■ Görevin Amacı ■
TOBB Başkanı'nın banka faizlerine yönelik eleştirisini aktaran aşağıdaki metnin devamını yazın.

:: Metin Bölümü ::

Türkiye Odalar ve Borsalar Birliği (TOBB) Başkanı Rifat Hisarcıklıoğlu, reel sektörün nakit ihtiyacının had safhada bulunduğu bir dönemde, bankaların kâr patlaması yaşadığını belirterek, "Bankada mevduata yüzde 12-12.5 faiz veriliyor, kredi almaya gittiğimde ise faiz yüzde 20-25. Yüzde 100 fark var. Böyle bir şey olmaz; bu, insafsızlık. Reel sektör ağlarken bankacılık kesiminin yüzünün gülmesi ve mutlu olabilmesi mümkün değil" dedi.

:::
:: Sağlanan Bilgiler ::

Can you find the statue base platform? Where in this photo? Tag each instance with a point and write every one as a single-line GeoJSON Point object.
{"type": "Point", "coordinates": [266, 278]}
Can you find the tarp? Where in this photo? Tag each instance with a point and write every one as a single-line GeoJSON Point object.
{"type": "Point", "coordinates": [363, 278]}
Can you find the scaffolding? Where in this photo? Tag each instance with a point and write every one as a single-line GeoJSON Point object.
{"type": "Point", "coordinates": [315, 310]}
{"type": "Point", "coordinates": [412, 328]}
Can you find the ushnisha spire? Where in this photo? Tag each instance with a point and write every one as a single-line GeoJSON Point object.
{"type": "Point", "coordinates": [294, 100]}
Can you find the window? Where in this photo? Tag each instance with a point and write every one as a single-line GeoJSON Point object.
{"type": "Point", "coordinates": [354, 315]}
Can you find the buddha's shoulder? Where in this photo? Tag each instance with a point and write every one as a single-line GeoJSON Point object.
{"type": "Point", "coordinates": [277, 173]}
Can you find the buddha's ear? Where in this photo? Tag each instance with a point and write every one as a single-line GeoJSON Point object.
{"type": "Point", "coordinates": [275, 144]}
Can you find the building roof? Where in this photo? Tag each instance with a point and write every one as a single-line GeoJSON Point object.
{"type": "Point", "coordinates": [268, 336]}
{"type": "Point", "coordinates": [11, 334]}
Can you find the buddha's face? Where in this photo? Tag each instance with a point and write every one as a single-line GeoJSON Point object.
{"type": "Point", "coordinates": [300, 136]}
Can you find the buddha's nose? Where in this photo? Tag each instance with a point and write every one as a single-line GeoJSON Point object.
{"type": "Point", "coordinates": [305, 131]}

:::

■ Göreve Yanıt ■
Ekonomi Gazetecileri Derneği'nin (EGD) Kartepe Ekonomi Zirvesi'ne katılan TOBB Başkanı Rifat Hisarcıklıoğlu, Türkiye ekonomisi üzerine bir sunum yaptı. İmalat sanayiinde Ocak 2009 itibariyle yüzde 25'lere varan düşüşlerin meydana geldiğine işaret eden Hisarcıklıoğlu, yani çalışan her 4 makineden 1'inin artık durduğunu söyledi. 2002'den itibaren hızlı bir büyüme trendine giren Türkiye'nin 2005'ten sonra büyük bir rehavete kapıldığını, bunda sorumlunun sadece yöneticiler değil, kendisi dahil toplumun tamamı olduğunu ifade eden Hisarcıklıoğlu, şu anda en önemli konunun krizi çözmekten ziyade krizi yönetmek olduğunu belirtti.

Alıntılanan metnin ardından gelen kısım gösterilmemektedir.